§ **GIVEN PASSAGE**:
┌──

The Welcome Banquet of God (notes)
Food, tables, banquets, wedding suppers and feasts are images that run through the scripture. They have both a literal and a metaphorical meaning.
Literal sense – Nourishment for the body, God's provision and bounty, the fertility of the earth and the fruit of labour, the place where family and other ties were celebrated and cemented.
Metaphorical sense – Nourishment for the whole person body and soul, food and table celebration a metaphor for the good life God offers to God's people...being welcome, being invited, the overcoming of divisions of race and status, an 'eschatological feast' a hope and a vision of God's universal shalom and welcome extended to all in a great celebration of homecoming (ref. Isaiah reading.)
We know from passages of the First Testament as well as historical research that table rules & customs were important in setting social markers and making barriers and distinctions in the ancient near East. Some specifics:
- separate tables for people with different ethnic backgrounds
- people refused to eat with those considered unworthy or unclean
- places at table were assigned according to rank and relationship with the host
- the most food went to the person with the highest honour
Many of the gospel narratives speak of Jesus teaching and relating to people as guests at their dinners – he is often depicted at table. But his 'table manners' were unusual and troubling, even offensive, in the light of these enduring social customs.
- he ate with anyone who invited him, and was accused of eating with undesirables
- he spoke of a coming banquet, God's feast, where people would come from all nations and backgrounds to eat together
- he advocated not taking the best seats at the table, and also enacted table service rather than table hierarchy, 'I have come among you as one who serves'
- he encouraged a practice of indiscriminate hospitality, including those who were socially marginal (e.g. parable of the dinner)

└──

§ **DATA EXTRACT**:
┌──

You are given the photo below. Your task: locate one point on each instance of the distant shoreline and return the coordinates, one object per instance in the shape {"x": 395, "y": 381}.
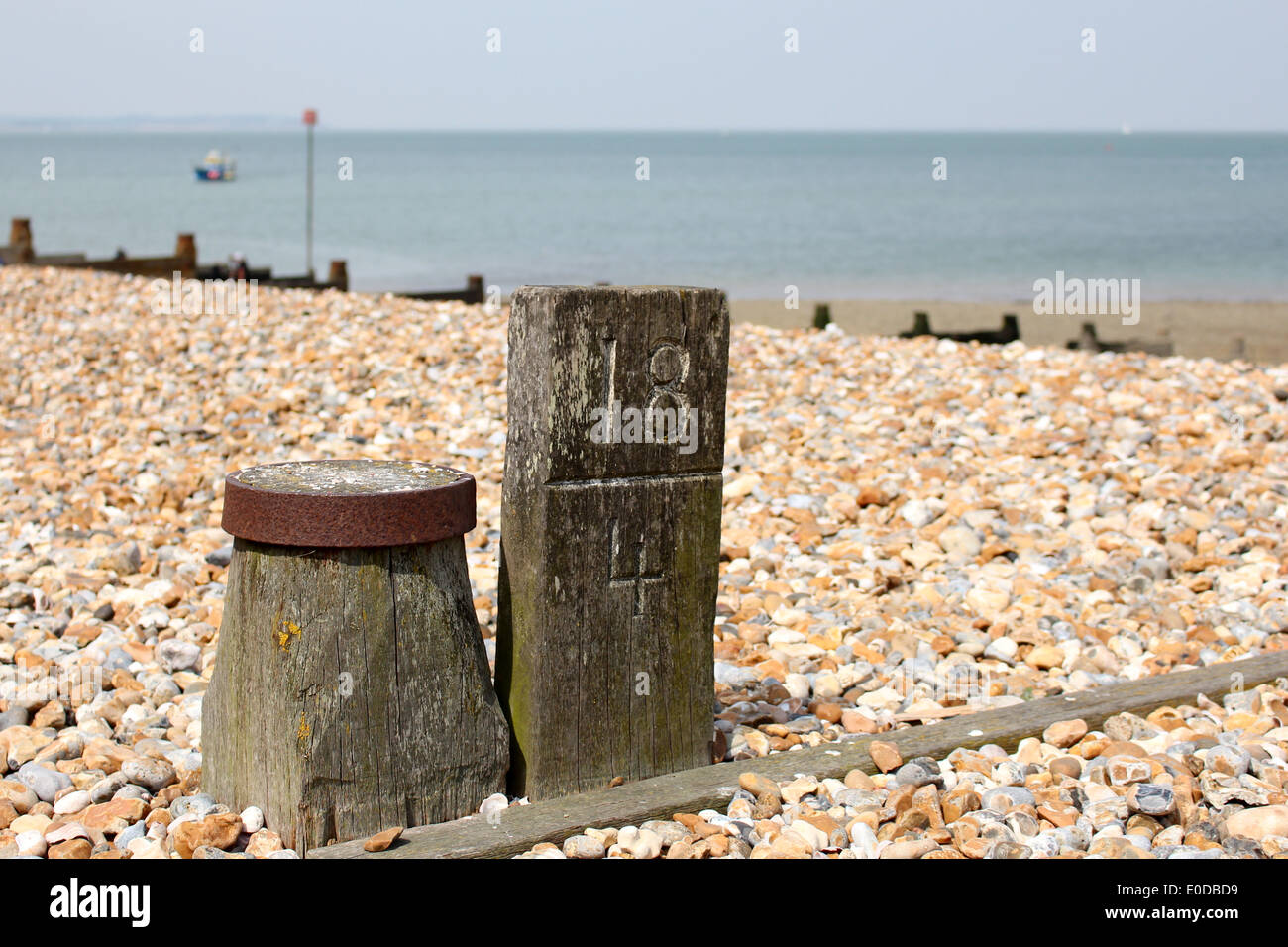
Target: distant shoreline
{"x": 1197, "y": 329}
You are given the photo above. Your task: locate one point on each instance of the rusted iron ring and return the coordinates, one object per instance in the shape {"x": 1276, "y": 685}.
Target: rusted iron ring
{"x": 348, "y": 502}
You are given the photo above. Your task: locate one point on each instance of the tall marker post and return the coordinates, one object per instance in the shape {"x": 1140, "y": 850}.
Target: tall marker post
{"x": 310, "y": 119}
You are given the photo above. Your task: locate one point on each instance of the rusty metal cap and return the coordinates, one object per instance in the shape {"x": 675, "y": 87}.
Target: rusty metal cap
{"x": 348, "y": 502}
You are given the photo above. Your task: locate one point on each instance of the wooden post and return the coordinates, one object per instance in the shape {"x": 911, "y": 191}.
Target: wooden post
{"x": 351, "y": 690}
{"x": 20, "y": 240}
{"x": 610, "y": 532}
{"x": 185, "y": 253}
{"x": 473, "y": 289}
{"x": 339, "y": 275}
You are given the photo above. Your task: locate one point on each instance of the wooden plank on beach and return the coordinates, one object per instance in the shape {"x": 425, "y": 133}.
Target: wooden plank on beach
{"x": 711, "y": 788}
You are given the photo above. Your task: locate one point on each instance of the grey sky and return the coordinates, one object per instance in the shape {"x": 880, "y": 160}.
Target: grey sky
{"x": 658, "y": 64}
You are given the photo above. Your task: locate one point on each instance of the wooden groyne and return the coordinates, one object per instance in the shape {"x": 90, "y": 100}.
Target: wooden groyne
{"x": 21, "y": 250}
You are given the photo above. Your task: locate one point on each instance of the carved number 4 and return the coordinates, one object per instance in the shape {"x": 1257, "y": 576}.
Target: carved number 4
{"x": 638, "y": 578}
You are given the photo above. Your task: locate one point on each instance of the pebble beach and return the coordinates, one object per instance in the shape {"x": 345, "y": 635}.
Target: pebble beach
{"x": 912, "y": 530}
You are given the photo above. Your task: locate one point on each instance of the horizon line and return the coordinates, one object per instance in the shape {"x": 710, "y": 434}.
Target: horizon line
{"x": 254, "y": 125}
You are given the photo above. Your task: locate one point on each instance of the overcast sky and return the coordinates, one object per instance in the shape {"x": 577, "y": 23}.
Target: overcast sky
{"x": 658, "y": 63}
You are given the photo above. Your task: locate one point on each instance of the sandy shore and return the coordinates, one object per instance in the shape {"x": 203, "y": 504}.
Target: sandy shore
{"x": 1257, "y": 331}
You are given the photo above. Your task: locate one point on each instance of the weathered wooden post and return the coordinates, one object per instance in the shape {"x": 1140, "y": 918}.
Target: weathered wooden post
{"x": 610, "y": 532}
{"x": 20, "y": 240}
{"x": 351, "y": 690}
{"x": 473, "y": 289}
{"x": 185, "y": 253}
{"x": 339, "y": 275}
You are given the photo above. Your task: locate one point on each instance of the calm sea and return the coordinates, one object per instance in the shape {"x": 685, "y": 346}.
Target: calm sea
{"x": 833, "y": 214}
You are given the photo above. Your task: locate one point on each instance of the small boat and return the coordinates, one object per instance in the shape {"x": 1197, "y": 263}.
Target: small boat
{"x": 217, "y": 166}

└──

§ **TASK 1**:
Which table rules and customs of the ancient near East do the banquet notes list as setting social markers and barriers?
§ **TASK 2**:
Carry the banquet notes on from their last line.
These entries have nothing to do with the banquet notes.

§ **RESPONSE 1**:
- Separate tables for people with different ethnic backgrounds
- People refused to eat with those considered unworthy or unclean
- Places at table were assigned according to rank and relationship with the host
- The most food went to the person with the highest honour

§ **RESPONSE 2**:
Jesus deliberately extends the boundaries of the idea of 'table fellowship' to include a wider range of people – notably outcasts, sinners, and women – and thus pre-figures a new realm of hospitality and family life not along bloodlines, race, religion or status, but in a new community nourished by Christ himself. It was for Jesus' first followers to figure out how to structure and enact that in their lives together in the early years of the Christian church.
Hence, the Lord's Table as a ritual practice of the church – not only re-enacting Lord's Supper, where the bread and wine are shared in memory of Jesus, but emphasising a particular kind of welcome and fellowship that crosses boundaries, is inclusive across tribe, bloodline, religious background etc. A table where Jesus is now the host, and everyone is invited.
It's hard to emphasise just how radical this practice was, not as a ritual so much because there were similar rituals in other religions, but for the emphasis on inclusion, the breaking down of powerful social/cultural dividing lines in the formation and practice of community.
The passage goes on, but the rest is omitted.